*** Stored data ***
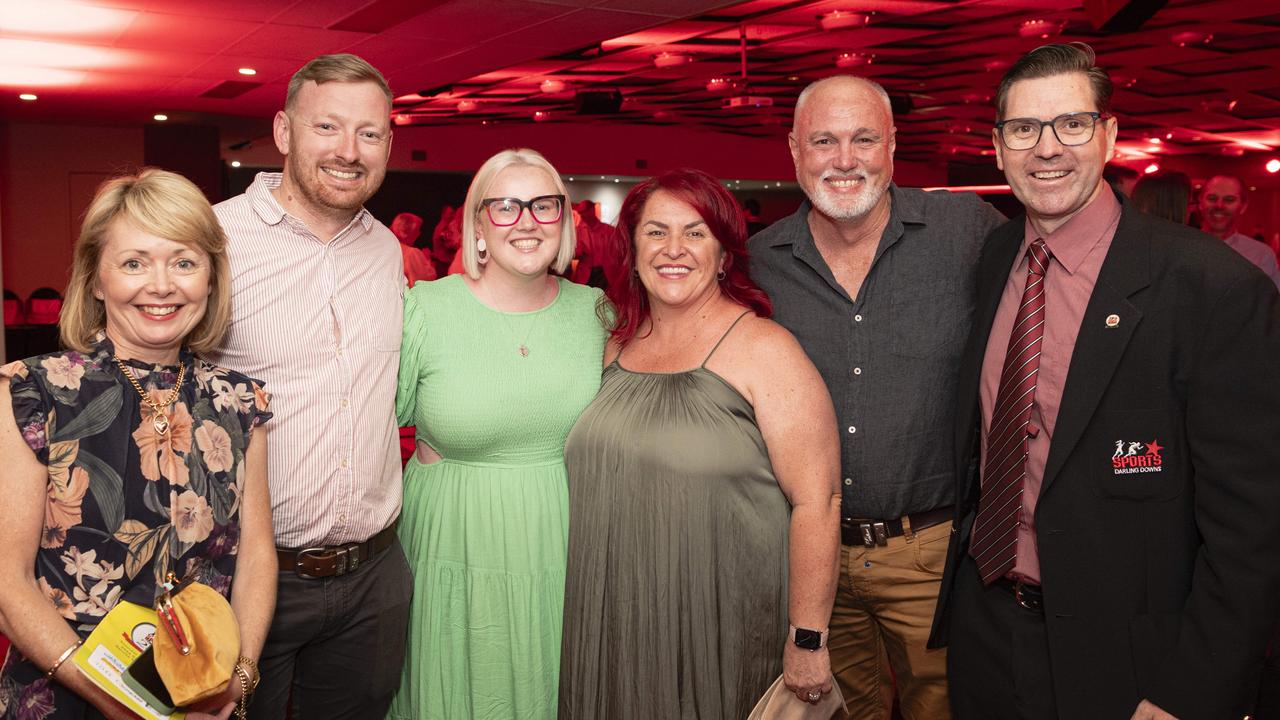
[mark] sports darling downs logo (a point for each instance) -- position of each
(1133, 456)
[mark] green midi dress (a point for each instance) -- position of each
(485, 528)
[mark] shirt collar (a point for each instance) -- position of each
(270, 210)
(1073, 242)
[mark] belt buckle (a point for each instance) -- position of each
(873, 534)
(1025, 600)
(351, 555)
(309, 552)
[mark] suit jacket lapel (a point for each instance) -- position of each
(997, 260)
(1098, 347)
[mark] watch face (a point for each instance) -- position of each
(808, 639)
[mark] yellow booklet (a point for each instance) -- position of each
(123, 634)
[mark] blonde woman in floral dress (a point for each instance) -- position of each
(127, 456)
***
Written instruction -
Convert the lines above into a Markdown table with two columns, Row and Line, one row per line, numbering rows in order and skipping blank lines. Leave the picture out of the table.

Result for this task -
| Row | Line |
|---|---|
| 1 | [mark] sports darling downs logo (a point for each instance) -- position of each |
| 2 | (1133, 456) |
| 3 | [mark] green midi dress (a point for each instance) -- position of each |
| 4 | (485, 528) |
| 5 | [mark] shirt collar (a point for each instance) -- position of each |
| 6 | (270, 210) |
| 7 | (1073, 242) |
| 8 | [mark] belt buckle (a point for each instance) -- position of each |
| 9 | (873, 534) |
| 10 | (1025, 600) |
| 11 | (351, 555) |
| 12 | (309, 552) |
| 13 | [mark] suit jacket lapel (a point for each instance) -- position of each |
| 14 | (997, 260) |
| 15 | (1098, 347) |
| 16 | [mark] watch face (a point for each instance) -- position of each |
| 17 | (808, 639) |
| 18 | [mark] yellow booklet (a point for each instance) -- position of each |
| 19 | (123, 634) |
| 20 | [mark] blonde woman in floral dress (a point for each instance) -- position of each |
| 21 | (127, 456) |